DATA SHOWN —

##########

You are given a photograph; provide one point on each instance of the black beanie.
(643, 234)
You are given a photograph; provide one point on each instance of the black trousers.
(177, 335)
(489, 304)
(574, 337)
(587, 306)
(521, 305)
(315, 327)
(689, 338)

##########

Everything in the listing is to be restated exactly.

You are given a photograph; provide one point on each instance of the black beanie.
(643, 234)
You are given a photograph; provide one point on each instance of the black trousers.
(177, 335)
(489, 304)
(574, 337)
(587, 306)
(521, 305)
(315, 327)
(689, 338)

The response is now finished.